» **Reading passage**:

============

Let me start this post by telling you my grandmother has cancer.
That`s pretty much why I haven`t been blogging. There have been so many times where I`ve wanted to, but I`ve had no idea what to say. Visits at the hospital, studies, taking care of yourself at the same time.. I don`t even know anymore. The situation sucks, to be honest. There are so many complications and I just can`t wait for the treatment so start. I`d like to keep her condition and treatment plans private, but I just wanted you to know.
I think some in my family, including me, kind of feels like it`s all happening all over again. Exactly this month, two years ago my uncle told us he has cancer. The process was different, though. But he had cancer too. And now again? I guess history repeats itself.

============

» **Dataset excerpts**:
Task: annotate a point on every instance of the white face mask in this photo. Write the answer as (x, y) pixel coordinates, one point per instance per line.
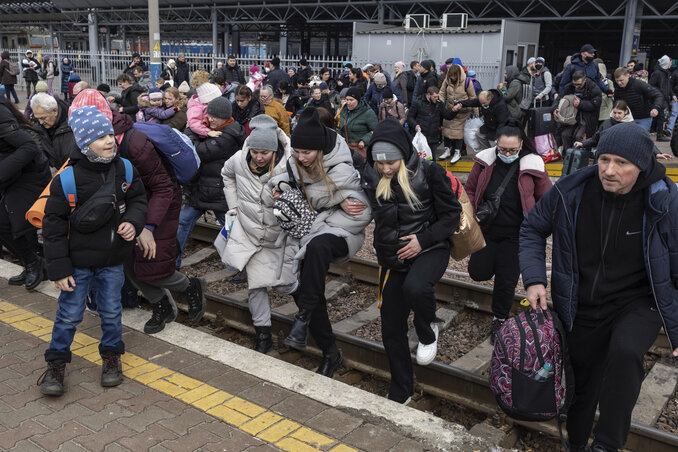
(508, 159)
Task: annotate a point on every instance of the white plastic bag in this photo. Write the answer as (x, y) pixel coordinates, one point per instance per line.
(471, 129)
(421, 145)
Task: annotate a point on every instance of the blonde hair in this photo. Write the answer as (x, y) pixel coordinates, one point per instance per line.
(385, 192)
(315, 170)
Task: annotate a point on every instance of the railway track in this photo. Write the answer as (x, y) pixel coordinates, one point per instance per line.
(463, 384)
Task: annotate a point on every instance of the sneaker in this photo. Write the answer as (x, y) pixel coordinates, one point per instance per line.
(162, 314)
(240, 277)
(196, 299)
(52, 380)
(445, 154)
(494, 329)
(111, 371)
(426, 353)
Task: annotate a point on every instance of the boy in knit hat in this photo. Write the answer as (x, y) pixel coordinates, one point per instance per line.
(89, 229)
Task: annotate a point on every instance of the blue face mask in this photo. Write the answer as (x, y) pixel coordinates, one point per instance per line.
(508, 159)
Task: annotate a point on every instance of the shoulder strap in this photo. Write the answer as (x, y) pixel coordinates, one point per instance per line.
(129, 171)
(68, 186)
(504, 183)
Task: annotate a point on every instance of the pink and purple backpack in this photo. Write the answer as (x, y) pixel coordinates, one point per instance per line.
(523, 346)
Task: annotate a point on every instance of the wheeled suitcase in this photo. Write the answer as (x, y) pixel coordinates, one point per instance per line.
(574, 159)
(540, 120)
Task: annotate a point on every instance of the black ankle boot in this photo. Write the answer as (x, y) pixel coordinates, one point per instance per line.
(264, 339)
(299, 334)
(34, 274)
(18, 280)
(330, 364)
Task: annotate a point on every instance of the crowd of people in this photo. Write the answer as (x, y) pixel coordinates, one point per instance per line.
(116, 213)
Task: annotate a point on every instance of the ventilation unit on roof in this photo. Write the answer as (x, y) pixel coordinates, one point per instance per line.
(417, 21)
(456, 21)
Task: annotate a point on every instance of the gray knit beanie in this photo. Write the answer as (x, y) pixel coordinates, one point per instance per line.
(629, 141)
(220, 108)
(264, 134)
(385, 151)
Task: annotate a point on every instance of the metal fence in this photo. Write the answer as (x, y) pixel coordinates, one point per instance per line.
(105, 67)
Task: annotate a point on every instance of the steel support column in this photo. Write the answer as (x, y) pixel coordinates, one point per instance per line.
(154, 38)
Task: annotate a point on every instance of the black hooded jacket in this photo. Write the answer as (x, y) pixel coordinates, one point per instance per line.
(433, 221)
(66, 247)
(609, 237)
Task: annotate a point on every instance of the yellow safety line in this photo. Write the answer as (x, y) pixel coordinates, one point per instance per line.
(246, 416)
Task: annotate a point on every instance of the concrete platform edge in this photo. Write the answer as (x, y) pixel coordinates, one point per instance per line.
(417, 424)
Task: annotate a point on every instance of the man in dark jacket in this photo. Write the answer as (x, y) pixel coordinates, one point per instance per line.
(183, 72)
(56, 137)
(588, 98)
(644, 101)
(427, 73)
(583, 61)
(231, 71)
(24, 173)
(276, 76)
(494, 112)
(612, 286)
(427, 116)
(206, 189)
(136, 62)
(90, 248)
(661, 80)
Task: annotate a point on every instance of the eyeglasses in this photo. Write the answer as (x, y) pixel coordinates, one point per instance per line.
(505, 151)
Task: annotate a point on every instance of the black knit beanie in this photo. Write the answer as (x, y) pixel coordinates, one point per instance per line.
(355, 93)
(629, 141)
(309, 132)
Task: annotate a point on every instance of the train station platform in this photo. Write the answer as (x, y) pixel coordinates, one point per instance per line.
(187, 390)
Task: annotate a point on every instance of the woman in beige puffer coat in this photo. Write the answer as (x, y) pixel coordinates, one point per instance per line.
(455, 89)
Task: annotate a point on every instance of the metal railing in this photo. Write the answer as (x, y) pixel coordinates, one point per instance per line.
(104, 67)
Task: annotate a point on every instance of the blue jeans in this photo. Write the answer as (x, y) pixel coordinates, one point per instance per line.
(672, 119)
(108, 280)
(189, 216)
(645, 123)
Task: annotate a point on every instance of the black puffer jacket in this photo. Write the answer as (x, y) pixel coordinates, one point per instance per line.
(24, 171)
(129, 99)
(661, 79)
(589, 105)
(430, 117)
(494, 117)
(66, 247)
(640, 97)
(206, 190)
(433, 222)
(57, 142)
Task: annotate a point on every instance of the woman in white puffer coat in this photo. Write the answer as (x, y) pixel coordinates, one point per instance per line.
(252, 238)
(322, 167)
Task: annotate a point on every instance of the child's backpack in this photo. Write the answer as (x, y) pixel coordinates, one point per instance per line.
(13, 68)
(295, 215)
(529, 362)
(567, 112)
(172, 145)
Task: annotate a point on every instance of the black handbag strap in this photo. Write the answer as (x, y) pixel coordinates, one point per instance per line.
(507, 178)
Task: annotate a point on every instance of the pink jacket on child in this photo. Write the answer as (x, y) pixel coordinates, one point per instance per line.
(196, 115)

============

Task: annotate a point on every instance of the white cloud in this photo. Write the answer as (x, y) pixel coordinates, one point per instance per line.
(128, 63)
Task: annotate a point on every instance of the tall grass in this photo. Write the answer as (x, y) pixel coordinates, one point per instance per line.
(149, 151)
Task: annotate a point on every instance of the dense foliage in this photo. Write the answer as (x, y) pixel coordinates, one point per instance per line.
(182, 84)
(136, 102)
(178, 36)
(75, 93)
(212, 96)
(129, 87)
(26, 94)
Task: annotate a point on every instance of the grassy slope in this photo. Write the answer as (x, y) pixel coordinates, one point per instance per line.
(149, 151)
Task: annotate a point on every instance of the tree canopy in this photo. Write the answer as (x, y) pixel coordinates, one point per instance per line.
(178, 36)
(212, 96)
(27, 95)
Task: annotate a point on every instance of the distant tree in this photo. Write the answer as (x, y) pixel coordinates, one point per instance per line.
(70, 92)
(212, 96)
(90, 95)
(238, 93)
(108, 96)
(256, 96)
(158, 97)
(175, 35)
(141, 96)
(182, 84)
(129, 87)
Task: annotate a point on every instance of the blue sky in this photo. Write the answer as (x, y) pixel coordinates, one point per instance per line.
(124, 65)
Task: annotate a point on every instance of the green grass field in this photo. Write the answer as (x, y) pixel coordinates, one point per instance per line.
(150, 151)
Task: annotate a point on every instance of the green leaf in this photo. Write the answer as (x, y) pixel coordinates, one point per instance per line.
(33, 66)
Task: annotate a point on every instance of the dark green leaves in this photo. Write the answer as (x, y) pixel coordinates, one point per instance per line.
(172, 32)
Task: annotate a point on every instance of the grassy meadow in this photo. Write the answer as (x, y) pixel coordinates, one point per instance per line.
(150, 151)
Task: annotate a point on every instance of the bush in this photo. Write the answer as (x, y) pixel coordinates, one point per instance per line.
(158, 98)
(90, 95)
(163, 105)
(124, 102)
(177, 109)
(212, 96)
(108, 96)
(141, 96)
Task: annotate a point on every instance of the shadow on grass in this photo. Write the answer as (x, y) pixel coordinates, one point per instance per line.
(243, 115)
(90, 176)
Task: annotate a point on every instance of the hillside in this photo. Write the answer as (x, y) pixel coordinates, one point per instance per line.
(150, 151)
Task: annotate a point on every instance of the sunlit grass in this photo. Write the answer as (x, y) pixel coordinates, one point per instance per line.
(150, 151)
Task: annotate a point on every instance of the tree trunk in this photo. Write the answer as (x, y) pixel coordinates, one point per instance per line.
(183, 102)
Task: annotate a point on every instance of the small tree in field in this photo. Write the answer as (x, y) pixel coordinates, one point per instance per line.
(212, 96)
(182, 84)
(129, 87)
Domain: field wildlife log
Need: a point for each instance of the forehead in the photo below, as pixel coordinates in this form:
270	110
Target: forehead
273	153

============

» **Things to do**:
a - Answer these from the blog post about the grandmother's cancer, one line each:
(i) What has the writer not been doing because of the grandmother's illness?
(ii) Which two things about the grandmother does the writer want to keep private?
(iii) Which family member said two years ago that he had cancer?
b - Turn the paragraph of the blog post about the grandmother's cancer that begins "I think some in my family" into a short bulleted list that keeps its main facts.
c - Write what comes next in the blog post about the grandmother's cancer, picking up after its last sentence.

» **Responses by item number**:
a -
(i) Blogging.
(ii) Her condition and her treatment plans.
(iii) The writer's uncle.

b -
- Some family members, the writer included, feel it is all happening again.
- Exactly this month two years ago, the writer's uncle told the family he had cancer.
- His process was different, but he had cancer too.
- The writer guesses history repeats itself.

c -
My mum told me yesterday how my uncle called her and said “Hey, I`m ill, I`ll call you when I`m fine again.” He never really were fine again. He left us.
I don`t think that`s what`s going to happen this time – I believe my grandmother is most likely to be fine again one day, but she needs to face a lot of obstacles meanwhile. And those obstacles scare me.
I`m going to end this post now – I really don`t know what to say. I mean, what`s life and what is a human being? At times like these so much becomes meaningless and superficial for me. Hopefully I`ll be back tomorrow. Or the day after. Or who knows.